◆ YOUR GOAL
Extend the article below about Anna McDougal's induction into the Maine Sports Hall of Fame, picking up after its final sentence.

‘Can’t believe it was me’: Wiscasset’s Anna McDougal makes Maine Sports Hall of Fame
Anna McDougal arrives back from Austria in March 2017 a Special Olympics World Winter Games medalist. File photo
Adult Special Olympics competitor and Wiscasset resident Anna McDougal gives the athlete oath at opening ceremonies at the Wiscasset Middle High School track on May 20, 2016 for a youth Special Olympics event. File photo
Anna McDougal arrives back from Austria in March 2017 a Special Olympics World Winter Games medalist. File photo
Adult Special Olympics competitor and Wiscasset resident Anna McDougal gives the athlete oath at opening ceremonies at the Wiscasset Middle High School track on May 20, 2016 for a youth Special Olympics event. File photo
“This was like, ‘What?’ I was so happy and honored,” artist, author, advocate for people with disabilities, and athlete Anna McDougal recalled Jan. 31 about learning recently, she will be one of Maine Sports Hall of Fame’s 2024 inductees. “I think it brought tears to my eyes. I can’t believe it was me” making the Hall of Fame, she told Wiscasset Newspaper.
The honor, announced in a press release Jan. 31, is the latest accomplishment among many for the Wiscasset woman. Her second book, “Ski Dreams,” about how hers came true, will be out soon. McDougal, now 44, took silver in Alpine novice slalom and bronze in Alpine novice giant slalom in the 2017 Special Olympics World Winter Games in Austria. And in a ceremony at Portland’s Merrill Auditorium next September, she will become the first Special Olympian in Maine Sports Hall of Fame.
“I heard it’s going to be very formal. And I have to make a speech, and I get awarded a trophy” and there will be a dinner, she said.
Skiing has always been, and will always be, her favorite sport, said McDougal. Her late grandfather who she was very close to, Harry Shartar, said he was “so proud” of her skiing, McDougal recalled. She won the medals in his memory, and will dedicate her Hall of Fame trophy to him and to her whole family, who helped her through her knee injury so she could still ski.

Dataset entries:

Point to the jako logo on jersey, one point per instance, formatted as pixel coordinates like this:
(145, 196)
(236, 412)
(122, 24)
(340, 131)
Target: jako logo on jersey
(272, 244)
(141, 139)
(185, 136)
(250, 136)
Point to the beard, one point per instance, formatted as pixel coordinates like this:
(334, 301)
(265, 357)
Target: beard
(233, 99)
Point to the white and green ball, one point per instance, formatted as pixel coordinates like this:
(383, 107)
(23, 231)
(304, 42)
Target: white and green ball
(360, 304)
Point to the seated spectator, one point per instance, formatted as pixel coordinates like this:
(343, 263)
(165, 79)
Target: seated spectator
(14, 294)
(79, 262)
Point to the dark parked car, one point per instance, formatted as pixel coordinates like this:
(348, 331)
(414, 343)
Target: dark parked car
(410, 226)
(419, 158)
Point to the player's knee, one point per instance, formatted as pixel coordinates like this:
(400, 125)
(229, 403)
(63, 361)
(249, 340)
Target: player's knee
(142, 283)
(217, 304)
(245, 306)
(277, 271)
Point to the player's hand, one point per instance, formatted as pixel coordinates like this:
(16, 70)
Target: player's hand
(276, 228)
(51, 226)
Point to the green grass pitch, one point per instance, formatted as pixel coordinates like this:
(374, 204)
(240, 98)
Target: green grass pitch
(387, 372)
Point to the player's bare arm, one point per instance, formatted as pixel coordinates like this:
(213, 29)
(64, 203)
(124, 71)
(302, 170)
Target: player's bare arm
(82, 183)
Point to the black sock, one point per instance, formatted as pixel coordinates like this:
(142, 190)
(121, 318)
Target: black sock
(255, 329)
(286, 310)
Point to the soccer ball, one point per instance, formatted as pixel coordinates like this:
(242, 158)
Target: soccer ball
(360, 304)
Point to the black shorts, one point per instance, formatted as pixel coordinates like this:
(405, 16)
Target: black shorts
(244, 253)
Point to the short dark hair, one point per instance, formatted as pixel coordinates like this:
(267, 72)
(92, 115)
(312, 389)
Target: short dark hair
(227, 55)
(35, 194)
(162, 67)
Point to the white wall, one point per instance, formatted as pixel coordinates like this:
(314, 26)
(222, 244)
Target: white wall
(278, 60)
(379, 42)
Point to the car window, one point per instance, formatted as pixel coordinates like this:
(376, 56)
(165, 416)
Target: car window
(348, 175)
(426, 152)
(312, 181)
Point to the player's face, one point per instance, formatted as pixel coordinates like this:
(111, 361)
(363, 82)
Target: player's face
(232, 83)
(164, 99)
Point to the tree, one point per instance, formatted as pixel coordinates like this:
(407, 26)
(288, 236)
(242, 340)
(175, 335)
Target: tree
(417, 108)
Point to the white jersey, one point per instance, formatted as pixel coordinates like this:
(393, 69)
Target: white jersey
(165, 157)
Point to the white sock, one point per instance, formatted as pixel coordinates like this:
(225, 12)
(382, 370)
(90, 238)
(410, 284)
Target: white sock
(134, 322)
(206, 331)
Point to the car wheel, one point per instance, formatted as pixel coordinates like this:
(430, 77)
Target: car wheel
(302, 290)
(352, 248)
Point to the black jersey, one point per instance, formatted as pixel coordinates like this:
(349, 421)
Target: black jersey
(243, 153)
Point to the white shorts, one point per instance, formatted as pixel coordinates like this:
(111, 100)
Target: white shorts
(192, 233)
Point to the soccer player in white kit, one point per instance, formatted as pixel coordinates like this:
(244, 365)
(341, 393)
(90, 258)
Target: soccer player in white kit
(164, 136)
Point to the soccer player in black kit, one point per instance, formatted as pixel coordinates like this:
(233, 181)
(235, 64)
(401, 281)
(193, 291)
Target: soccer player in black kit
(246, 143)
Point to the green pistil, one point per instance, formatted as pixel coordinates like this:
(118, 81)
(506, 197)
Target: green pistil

◆ FINAL ANSWER
McDougal said the new book tells how she almost had to give up skiing after being diagnosed with the knee issue, a torn meniscus. “I thought I was done. But I wasn’t. I kept at it,” with physical therapy. “My book is about determination, and the love of skiing.” Its publisher, Blackberry Books, also published McDougal’s “A Look Back,” about her growing up with Down Syndrome.
Brother-in-law Jeff Burchstead, interviewed separately Jan. 31 about the news they will have a Maine Sports Hall of Fame member in the family, said: “We’re very impressed. She’s always been an overachiever, but we’re impressed.” He and wife Amy Burchstead, McDougal’s sister, have Buckwheat Blossom Farm. McDougal lives there, collects and cleans chicken eggs and in summer helps in the gardens.
She has long worked as a fiber artist at Spindleworks in Brunswick. There, she weaves, recycles old projects into new ones, and is really into making paintings, she added.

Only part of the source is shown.